#### Latihan Soal
1. Ubah paragraf yang diawali "Badai itu mengakibatkan" dalam teks tentang badai dan pelepasan karbon di bawah menjadi daftar butir singkat yang memuat fakta utamanya.
2. Jawab pertanyaan berikut berdasarkan teks tentang badai dan pelepasan karbon di bawah:
(a) Pada tahun berapa studi tentang dampak badai Katrina dipublikasikan?
(b) Berapa jumlah pohon yang dirubuhkan Katrina?
(c) Justin Fisk adalah peneliti dari universitas mana?
3. Tuliskan kelanjutan teks tentang badai dan pelepasan karbon di bawah, dimulai setelah kalimat terakhirnya.

Dilansir New Scientist, Selasa 12 November 2013, memang belum ada perhitungan secara pasti, tapi studi terbaru, pada 2007 silam, menunjukkan tumbangnya sejumlah besar pohon akibat bencana dan badai memang bisa mengarah ke pemanasan global. Perhitungan itu setidaknya bisa berdasarkan pada sebuah studi yang dipublikasikan tahun 2007 tentang dampak badai Katrina AS.

Badai itu mengakibatkan 105 teragram setara 105 juta ton karbon lepas pada saat terjadi bencana 2005 silam. Katrina saat itu merubuhkan 320 juta pohon. Jumlah karbon yang terlepas akibat badai Katrina itu lebih dari setengah jumlah karbon yang diserap hutan di negeri Paman Sam itu. Pada topan Haiyan, perhitungan pohon yang tumbang diperkirakan lebih besar dari dampak Katrina.

Justin Fisk, peneliti University of Maryland, AS, menilai bahwa tak selalu badai dahsyat mengakibatkan kerusakan yang dahyat pula. "Meskipun kekuatan angin yang lebih tinggi menyebabkan kerusakan yang lebih untuk area tertentu, kekuatan angin yang lebih rendah makin menjangkau area yang lebih luas," kata Fisk yang tengah melakukan studi lanjutan dampak badai.

Butir dataset:
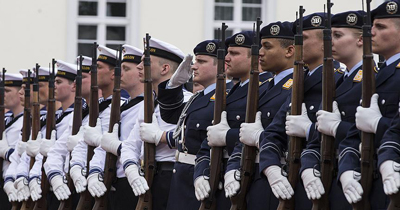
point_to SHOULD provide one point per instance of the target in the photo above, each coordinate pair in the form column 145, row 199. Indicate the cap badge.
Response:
column 351, row 19
column 239, row 39
column 275, row 29
column 391, row 7
column 316, row 21
column 211, row 47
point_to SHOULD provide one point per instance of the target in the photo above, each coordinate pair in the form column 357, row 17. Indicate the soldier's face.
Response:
column 238, row 62
column 385, row 37
column 11, row 97
column 129, row 76
column 204, row 70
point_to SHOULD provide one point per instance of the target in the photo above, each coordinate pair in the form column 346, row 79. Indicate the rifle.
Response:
column 115, row 115
column 86, row 199
column 77, row 122
column 145, row 201
column 249, row 153
column 328, row 92
column 29, row 204
column 295, row 143
column 219, row 106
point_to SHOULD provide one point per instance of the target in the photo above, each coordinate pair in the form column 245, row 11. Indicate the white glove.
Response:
column 22, row 189
column 329, row 121
column 151, row 132
column 35, row 188
column 110, row 141
column 202, row 188
column 137, row 182
column 216, row 134
column 4, row 146
column 95, row 187
column 21, row 147
column 92, row 135
column 390, row 177
column 45, row 145
column 33, row 146
column 74, row 139
column 312, row 184
column 297, row 125
column 367, row 119
column 60, row 189
column 279, row 184
column 79, row 180
column 182, row 73
column 352, row 189
column 231, row 185
column 11, row 192
column 250, row 132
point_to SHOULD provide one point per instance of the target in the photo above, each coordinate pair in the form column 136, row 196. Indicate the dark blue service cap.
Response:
column 350, row 19
column 207, row 47
column 281, row 30
column 241, row 39
column 389, row 9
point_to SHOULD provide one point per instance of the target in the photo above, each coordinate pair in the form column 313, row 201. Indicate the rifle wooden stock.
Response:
column 216, row 153
column 295, row 144
column 145, row 201
column 249, row 153
column 86, row 199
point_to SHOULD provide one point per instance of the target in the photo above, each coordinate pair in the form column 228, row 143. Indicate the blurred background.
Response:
column 35, row 31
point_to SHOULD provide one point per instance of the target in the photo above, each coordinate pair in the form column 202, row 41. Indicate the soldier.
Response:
column 347, row 47
column 165, row 59
column 11, row 135
column 277, row 41
column 376, row 118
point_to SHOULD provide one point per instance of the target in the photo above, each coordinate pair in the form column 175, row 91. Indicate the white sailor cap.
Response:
column 165, row 50
column 86, row 63
column 107, row 55
column 131, row 54
column 12, row 80
column 66, row 70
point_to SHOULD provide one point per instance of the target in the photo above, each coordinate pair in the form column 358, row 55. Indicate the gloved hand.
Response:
column 33, row 146
column 390, row 177
column 35, row 188
column 137, row 182
column 328, row 122
column 4, row 146
column 151, row 132
column 312, row 184
column 202, row 188
column 250, row 132
column 182, row 73
column 22, row 189
column 279, row 184
column 352, row 189
column 96, row 187
column 74, row 139
column 60, row 189
column 11, row 192
column 21, row 147
column 92, row 135
column 367, row 119
column 45, row 145
column 231, row 185
column 297, row 125
column 79, row 180
column 216, row 134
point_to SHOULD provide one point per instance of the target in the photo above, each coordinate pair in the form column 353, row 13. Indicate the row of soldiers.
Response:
column 182, row 127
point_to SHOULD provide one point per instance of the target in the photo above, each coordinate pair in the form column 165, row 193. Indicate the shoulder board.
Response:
column 288, row 84
column 358, row 77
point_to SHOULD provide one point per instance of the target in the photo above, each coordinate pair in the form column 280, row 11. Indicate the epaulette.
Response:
column 358, row 77
column 288, row 84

#### Jawaban Tiap Tugas
1.
- Badai Katrina pada 2005 melepaskan 105 teragram karbon, setara 105 juta ton.
- Katrina merubuhkan 320 juta pohon.
- Jumlah karbon yang terlepas lebih dari setengah jumlah karbon yang diserap hutan di AS.
- Jumlah pohon tumbang akibat topan Haiyan diperkirakan lebih besar daripada dampak Katrina.

2.
(a) 2007
(b) 320 juta pohon
(c) University of Maryland, AS

3.
"Karena itu, sebagian besar, badai besar yang kurang intensif berpotensi lebih merusak dari badai kecil yang lebih intensif," ujarnya.

Dibutuhkan jangka waktu panjang agar hutan atau wilayah bekas terdampak badai agar bisa menangkap karbon kembali. Fisk yang melihat data data kehutanan dan meteorologi AS sejak 1850 mengatakan di pantai Timur AS pernah diterjang badai besar pada paruh kedua abad ke 19, tapi sampai abad ke 20,  wilayah itu belum bisa kembali menyerap karbon kembali. Bahkan saat ini pertumbuhan hutan di situ makin parah.

Fisk belum memastikan sejauh mana dampak topan dahsyat di wilayah tropis bagi pemanasan global abad ini. Tapi model proyeksi iklim untuk cekungan Atlantik menunjukkan peningkatan frekuensi badai terkuat. Wilayah barat laut Pasifik, kecepatan angin maksimum dan tingkat curah hujan diperkirakan akan meningkat dalam badai tropis.
"Jika itu terjadi, hilangnya karbon dari topan Haiyan dan topan berikutnya tak pernah sepenuhnya pulih," ujar dia.  

2. Serangan Asteroid
Tercatat, hantaman meteor terdahsyat ke permukaan Bumi pada 30 Juni 1908, ke wilayah Siberia, Rusia menjadi ledakan meteor terbesar yang pernah terjadi sepanjang peradaban manusia.

Meski tidak menimbulkan korban jiwa, kejadian yang populer disebut Peristiwa Tunguska itu telah membumihanguskan 2.000 kilometer persegi wilayah hutan Siberia. 

Para ilmuwan di dunia juga sangat mengkhawatirkan ancaman hujan batuan ruang angkasa yang sewaktu-waktu bisa menghantam Bumi. 

Para astronom hanya mengetahui sebagian kecil dari jumlah batuan ruang angkasa, padahal masih banyak asteroid-asteroid yang tersembunyi di sistem Tata Surya.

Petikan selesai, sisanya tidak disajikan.